### Task to carry out
Please write out again, word for word, the items from the line with "Task: each instance of the calm" to the line with "[[304, 228]]", including both of those lines. Leave the pictures out of your answer.

### Entries

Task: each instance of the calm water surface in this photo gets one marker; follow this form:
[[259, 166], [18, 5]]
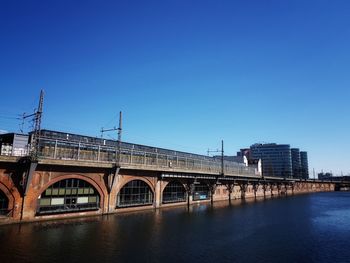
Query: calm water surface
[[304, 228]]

* * *

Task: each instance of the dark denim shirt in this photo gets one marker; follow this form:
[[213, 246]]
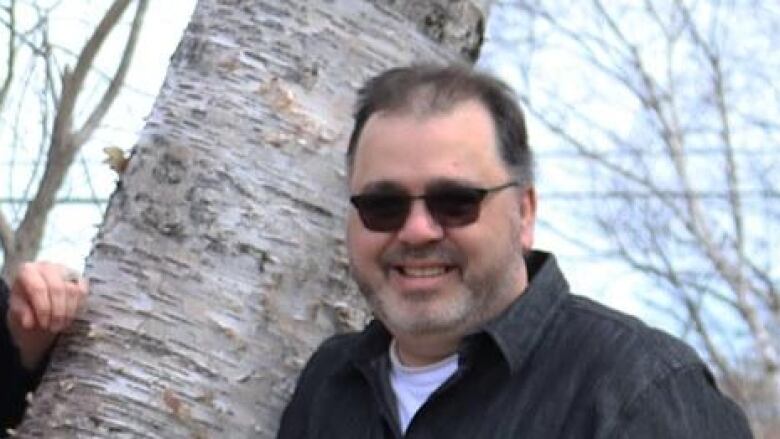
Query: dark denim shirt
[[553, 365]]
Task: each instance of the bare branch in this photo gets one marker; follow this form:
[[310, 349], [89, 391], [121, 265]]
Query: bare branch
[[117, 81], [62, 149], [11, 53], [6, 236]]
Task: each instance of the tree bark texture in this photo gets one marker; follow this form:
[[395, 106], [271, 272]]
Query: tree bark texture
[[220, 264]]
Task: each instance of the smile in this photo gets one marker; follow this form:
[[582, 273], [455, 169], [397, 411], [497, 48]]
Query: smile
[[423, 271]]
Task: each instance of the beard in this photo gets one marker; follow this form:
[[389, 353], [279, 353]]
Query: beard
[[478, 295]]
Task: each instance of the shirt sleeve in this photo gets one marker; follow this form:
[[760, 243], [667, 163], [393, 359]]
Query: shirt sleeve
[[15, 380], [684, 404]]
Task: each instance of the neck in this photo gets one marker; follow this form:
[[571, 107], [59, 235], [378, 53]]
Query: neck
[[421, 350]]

### Result of the task
Task: each instance of the calm water surface in this photo gets one marker; follow this form:
[[259, 166], [18, 5]]
Query: calm water surface
[[304, 228]]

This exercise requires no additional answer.